- The task: Copy out the text lines of each entry below word for word, leaving out the pictures.
==== Recorded information
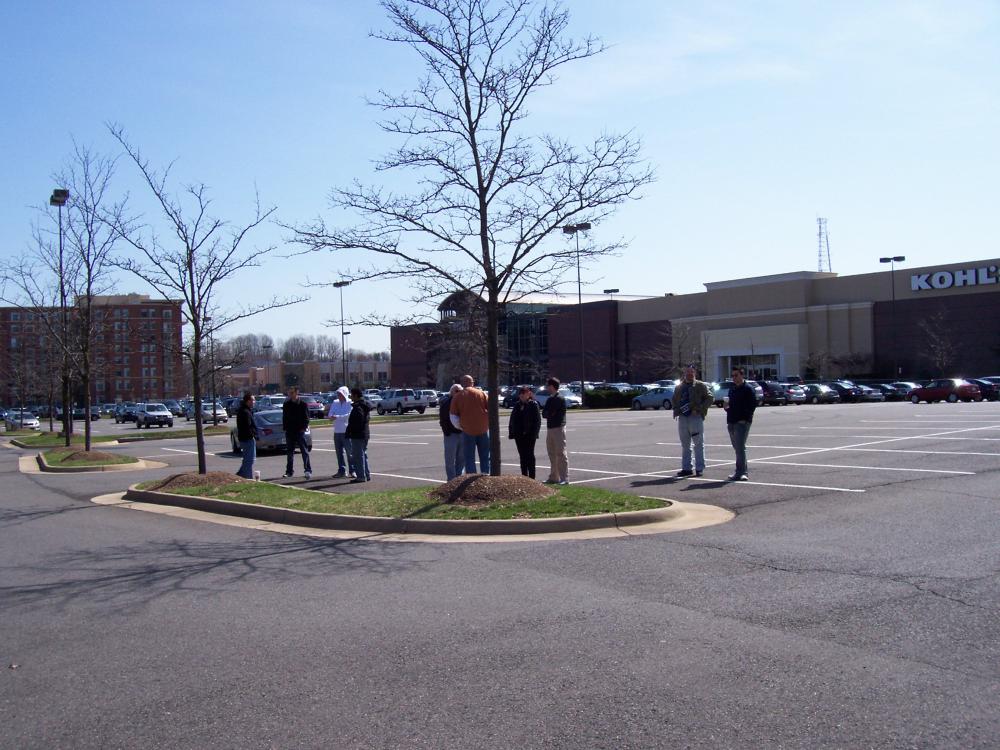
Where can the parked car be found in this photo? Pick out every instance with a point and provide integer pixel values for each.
(125, 412)
(847, 390)
(16, 420)
(270, 435)
(149, 414)
(402, 400)
(946, 389)
(655, 398)
(989, 389)
(818, 393)
(868, 393)
(796, 393)
(573, 400)
(774, 393)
========
- Solution to the problem:
Where can the parked car be found in this photo? Pick out every instance with a point and provide integer pixel values for each.
(125, 412)
(847, 390)
(16, 420)
(270, 435)
(149, 414)
(402, 400)
(946, 389)
(655, 398)
(989, 389)
(818, 393)
(868, 393)
(796, 393)
(573, 400)
(774, 393)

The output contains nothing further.